WRITTEN TASKS:
A. Do these statements agree with the passage on vAccel plugins? Answer yes or no for each and quote the words from the passage that decide it.
(i) The fini() function is called upon plugin initialization.
(ii) The .vaccel_version field gives the vAccel library version that the plugin was built against.
(iii) The template repo is described as a good start for developing a vAccel plugin in Python.
B. Could you retype the passage on vAccel plugins word for word, starting with "Implement a simple" and going on through "my_noop_function(struct vaccel_session *sess)"?

DOCUMENT PASSAGE:
** BEGIN **
The required operations that need to be implemented for a shared object to be linked as a vAccel plugin, are the following:

  • An init() function, called upon plugin initialization

    static int init(void) {
    ...
    }
    
  • A fini() function, called before unloading the plugin

    static int fini(void) {
    ...
    }
    
  • A definition of the VACCEL_PLUGIN with:

    • .name : The name of the plugin
    • .version : The version of the plugin
    • .vaccel_version : The vAccel library version that the plugin was built against
    • .init : The function to call upon plugin initialization (eg. init())
    • .fini : The function to call before unloading the plugin (eg. on program exit, fini())
    VACCEL_PLUGIN(
        .name = "vAccel template plugin",
        .version = "0.9",
        .vaccel_version = VACCEL_VERSION,
        .init = init,
        .fini = fini
    )
    

At initialization, the plugin needs to register the vAccel operations that it implements. To do that, we use an array of struct vaccel_ops, that map each function implementation to the respective API operation. An operation array could look like the following:

static struct vaccel_op ops[] = {
    VACCEL_OP_INIT(ops[0], VACCEL_OP_NOOP, my_noop_function),
    [...]
};

where VACCEL_OP_NOOP is the operation type and my_noop_function is the function implementation:

struct vaccel_op {
    /* operation type */
    vaccel_op_type_t type;

    /* function implementing the operation */
    void *func;

    [...]
};

Implement a simple NOOP plugin🔗

To better understand how to implement an actual plugin we provide a vaccel-plugin-template. This repo is a good start for developing a vAccel plugin in C.

Let's look into src/vaccel.c from the template repo:

#include <inttypes.h>
#include <stdio.h>
#include <vaccel.h> /* header with vAccel API */

/* A function that will be mapped to a vAccel User API operation using
 * register_plugin_functions() */
static int my_noop_function(struct vaccel_session *sess)
** END **
COLLECTED MATERIAL:
** BEGIN **
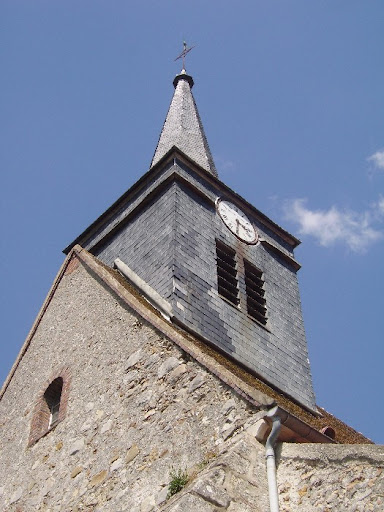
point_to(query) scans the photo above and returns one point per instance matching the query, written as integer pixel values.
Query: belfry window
** END **
RESULTS OF THE TASKS:
A.
(i) No: "A fini() function, called before unloading the plugin"
(ii) Yes: ".vaccel_version : The vAccel library version that the plugin was built against"
(iii) No: "This repo is a good start for developing a vAccel plugin in C."

B.
Implement a simple NOOP plugin🔗

To better understand how to implement an actual plugin we provide a vaccel-plugin-template. This repo is a good start for developing a vAccel plugin in C.

Let's look into src/vaccel.c from the template repo:

#include <inttypes.h>
#include <stdio.h>
#include <vaccel.h> /* header with vAccel API */

/* A function that will be mapped to a vAccel User API operation using
 * register_plugin_functions() */
static int my_noop_function(struct vaccel_session *sess)